--- PROBLEM A ---
Copy the records below word for word, beginning at the line that contains "Target: **lamp shade**" and ending with the last line of the records.

--- DOCUMENT EXTRACT ---
········
The archipelago country of the Philippines holds so much inspiration for the intrepid, nerdy traveller. Its 7,107 islands have been shaped, and continue to be shaped by the active volcanoes and frequent earthquakes that define the Pacific Ring of Fire — the world's most active tectonic zone. The Philippines is a fascinating mosaic of steep, volcanic peaks, lush rainforests and island biomes rich with endemic biodiversity, coral reefs teeming with colourful marine life, and limestone labyrinths where new species are still being discovered.
In July 2022, the Geological Survey of India (GSI) announced that it plans to open up 90 sites with rich natural history for geotourism. The news, while heartening, also raised concerns as we have been notoriously poor sentinels in preserving our landscapes and natural heritage. How can we ensure that these sites not just provide additional revenue to the government, but further the objectives of education, awareness, landscape conservation, and inspire scientific research?
This excerpt draws inspiration from two geoheritage sites, one a UNESCO World Heritage Site, and another a community-led initiative, to sift what lessons we can for the future of India's geotourism sites.
THE PHILIPPINES - AN INTRODUCTION
The geology of the Philippines is rather complex, as it is defined by the interaction between 4 tectonic plates: the Eurasian plate, the Pacific plate, the Indo-Australian plate and the tiny Sunda plate. This has resulted in fascinating landscapes of metamorphic rocks, subduction— where one plate slides underneath another and is marked by a line of volcanoes, ophiolites— a snake-like rock that is a fragment of oceanic crust that sits atop continental crust, sedimentary basins shaped by river networks, and karst formed where corals accumulate over time and give rise to limestone features, among others.
········
--- MATERIAL PROVIDED ---
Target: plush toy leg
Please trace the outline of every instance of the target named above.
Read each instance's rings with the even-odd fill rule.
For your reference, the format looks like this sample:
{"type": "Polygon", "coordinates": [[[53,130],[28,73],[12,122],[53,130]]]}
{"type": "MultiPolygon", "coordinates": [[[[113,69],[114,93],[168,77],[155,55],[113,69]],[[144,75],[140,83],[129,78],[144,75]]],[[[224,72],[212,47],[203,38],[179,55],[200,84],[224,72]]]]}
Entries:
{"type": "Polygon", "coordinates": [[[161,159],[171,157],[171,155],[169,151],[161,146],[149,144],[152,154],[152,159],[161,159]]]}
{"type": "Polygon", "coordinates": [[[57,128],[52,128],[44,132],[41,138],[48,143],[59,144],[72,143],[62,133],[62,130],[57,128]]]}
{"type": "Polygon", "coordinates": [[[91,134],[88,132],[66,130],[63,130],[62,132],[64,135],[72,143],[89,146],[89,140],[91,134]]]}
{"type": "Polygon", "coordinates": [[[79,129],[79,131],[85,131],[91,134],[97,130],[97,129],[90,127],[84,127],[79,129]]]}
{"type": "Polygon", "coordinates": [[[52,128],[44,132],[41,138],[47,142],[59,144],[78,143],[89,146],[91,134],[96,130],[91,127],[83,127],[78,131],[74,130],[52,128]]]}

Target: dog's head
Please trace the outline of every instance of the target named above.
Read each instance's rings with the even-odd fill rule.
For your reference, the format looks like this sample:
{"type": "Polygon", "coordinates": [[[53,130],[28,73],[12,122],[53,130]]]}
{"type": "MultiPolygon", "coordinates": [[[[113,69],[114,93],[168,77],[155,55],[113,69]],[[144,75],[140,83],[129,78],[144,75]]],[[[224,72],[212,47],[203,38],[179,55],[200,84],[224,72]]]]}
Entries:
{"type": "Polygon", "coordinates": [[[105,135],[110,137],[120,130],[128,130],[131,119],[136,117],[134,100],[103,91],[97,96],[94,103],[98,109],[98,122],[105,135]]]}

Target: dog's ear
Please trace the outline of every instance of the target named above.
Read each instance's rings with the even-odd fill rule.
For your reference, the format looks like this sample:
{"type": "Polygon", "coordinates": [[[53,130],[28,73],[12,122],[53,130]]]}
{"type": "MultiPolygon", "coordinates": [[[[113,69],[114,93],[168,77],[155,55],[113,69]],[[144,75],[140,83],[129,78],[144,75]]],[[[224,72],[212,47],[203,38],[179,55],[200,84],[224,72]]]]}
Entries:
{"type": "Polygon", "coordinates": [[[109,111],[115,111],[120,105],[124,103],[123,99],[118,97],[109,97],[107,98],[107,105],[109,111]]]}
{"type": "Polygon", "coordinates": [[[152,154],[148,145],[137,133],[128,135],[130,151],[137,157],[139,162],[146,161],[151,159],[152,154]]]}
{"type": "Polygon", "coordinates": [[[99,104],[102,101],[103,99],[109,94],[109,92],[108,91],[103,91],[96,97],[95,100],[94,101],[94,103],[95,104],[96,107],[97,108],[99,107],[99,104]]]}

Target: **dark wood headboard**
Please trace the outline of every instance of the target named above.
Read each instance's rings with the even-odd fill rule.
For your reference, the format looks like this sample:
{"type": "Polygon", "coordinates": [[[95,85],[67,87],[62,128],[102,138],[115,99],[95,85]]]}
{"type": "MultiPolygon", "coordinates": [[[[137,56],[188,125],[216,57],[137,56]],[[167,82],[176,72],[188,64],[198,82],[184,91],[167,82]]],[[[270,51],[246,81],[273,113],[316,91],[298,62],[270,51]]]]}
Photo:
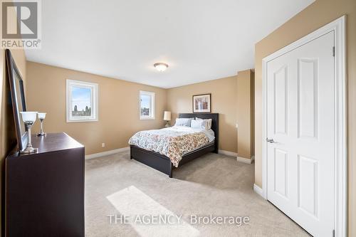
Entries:
{"type": "Polygon", "coordinates": [[[178,117],[199,117],[204,120],[211,119],[211,130],[215,135],[215,152],[219,152],[219,114],[218,113],[184,113],[179,114],[178,117]]]}

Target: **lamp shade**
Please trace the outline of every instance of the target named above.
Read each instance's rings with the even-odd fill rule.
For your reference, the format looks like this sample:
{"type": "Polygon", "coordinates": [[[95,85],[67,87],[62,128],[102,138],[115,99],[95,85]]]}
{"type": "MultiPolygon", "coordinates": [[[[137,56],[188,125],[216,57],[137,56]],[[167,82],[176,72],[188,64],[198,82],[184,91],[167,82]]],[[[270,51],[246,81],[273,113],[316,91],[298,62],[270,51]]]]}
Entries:
{"type": "Polygon", "coordinates": [[[20,112],[22,115],[22,121],[23,122],[34,122],[37,112],[20,112]]]}
{"type": "Polygon", "coordinates": [[[170,121],[171,120],[171,112],[164,111],[164,115],[163,116],[163,120],[170,121]]]}
{"type": "Polygon", "coordinates": [[[38,120],[44,120],[46,117],[46,112],[38,112],[38,120]]]}

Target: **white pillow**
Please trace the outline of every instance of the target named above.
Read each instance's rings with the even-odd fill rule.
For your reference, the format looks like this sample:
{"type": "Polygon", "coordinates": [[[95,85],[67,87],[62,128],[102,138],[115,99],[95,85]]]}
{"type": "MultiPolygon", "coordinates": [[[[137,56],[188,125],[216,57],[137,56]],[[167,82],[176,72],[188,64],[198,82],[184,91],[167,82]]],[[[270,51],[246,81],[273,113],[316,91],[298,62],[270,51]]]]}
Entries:
{"type": "Polygon", "coordinates": [[[193,120],[194,118],[194,117],[189,117],[189,118],[177,118],[176,119],[176,123],[174,124],[174,126],[186,126],[186,127],[190,127],[190,122],[193,120]]]}
{"type": "Polygon", "coordinates": [[[192,120],[192,123],[190,125],[192,128],[198,128],[201,130],[204,130],[206,127],[206,122],[202,120],[192,120]]]}
{"type": "Polygon", "coordinates": [[[212,119],[208,119],[208,120],[203,120],[203,119],[201,119],[199,117],[196,117],[195,120],[204,120],[204,121],[206,121],[206,126],[205,127],[205,130],[209,130],[210,129],[211,129],[211,122],[213,121],[212,119]]]}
········
--- PROBLEM B ---
According to the introduction to the Philippines above, which four tectonic plates interact to define the country's geology?

--- CORRECT RESULT A ---
Target: **lamp shade**
Please trace the outline of every instance of the target named above.
Read each instance's rings with the even-odd fill rule.
For your reference, the format looks like this sample:
{"type": "Polygon", "coordinates": [[[95,85],[67,87],[62,128],[102,138],[115,99],[95,85]]]}
{"type": "MultiPolygon", "coordinates": [[[[137,56],[188,125],[216,57],[137,56]],[[167,82],[176,72],[188,64],[198,82],[184,91],[167,82]]],[[[270,51],[246,81],[273,113],[316,91],[298,62],[270,51]]]]}
Entries:
{"type": "Polygon", "coordinates": [[[20,112],[22,115],[22,121],[23,122],[34,122],[37,112],[20,112]]]}
{"type": "Polygon", "coordinates": [[[170,121],[171,120],[171,112],[164,111],[164,115],[163,116],[163,120],[170,121]]]}
{"type": "Polygon", "coordinates": [[[38,120],[44,120],[46,117],[46,112],[38,112],[38,120]]]}

Target: **white pillow**
Please trace the outline of every instance of the target named above.
Read each instance's rings with the even-odd fill rule.
For your reference, the format looks like this sample:
{"type": "Polygon", "coordinates": [[[95,85],[67,87],[62,128],[102,138],[115,99],[95,85]]]}
{"type": "MultiPolygon", "coordinates": [[[[137,56],[188,125],[216,57],[137,56]],[[167,82],[176,72],[188,64],[198,82],[184,91],[167,82]]],[[[270,51],[246,81],[273,113],[316,91],[298,62],[270,51]]]]}
Entries:
{"type": "Polygon", "coordinates": [[[193,120],[194,118],[194,117],[189,117],[189,118],[177,118],[176,119],[176,123],[174,124],[174,126],[186,126],[186,127],[190,127],[190,122],[193,120]]]}
{"type": "Polygon", "coordinates": [[[192,120],[192,123],[190,125],[192,128],[198,128],[201,130],[204,130],[206,127],[206,122],[202,120],[192,120]]]}
{"type": "Polygon", "coordinates": [[[212,119],[208,119],[208,120],[203,120],[203,119],[201,119],[199,117],[196,117],[195,120],[204,120],[204,121],[206,121],[206,126],[205,127],[205,130],[209,130],[210,129],[211,129],[211,122],[213,121],[212,119]]]}

--- CORRECT RESULT B ---
The Eurasian plate, the Pacific plate, the Indo-Australian plate and the Sunda plate.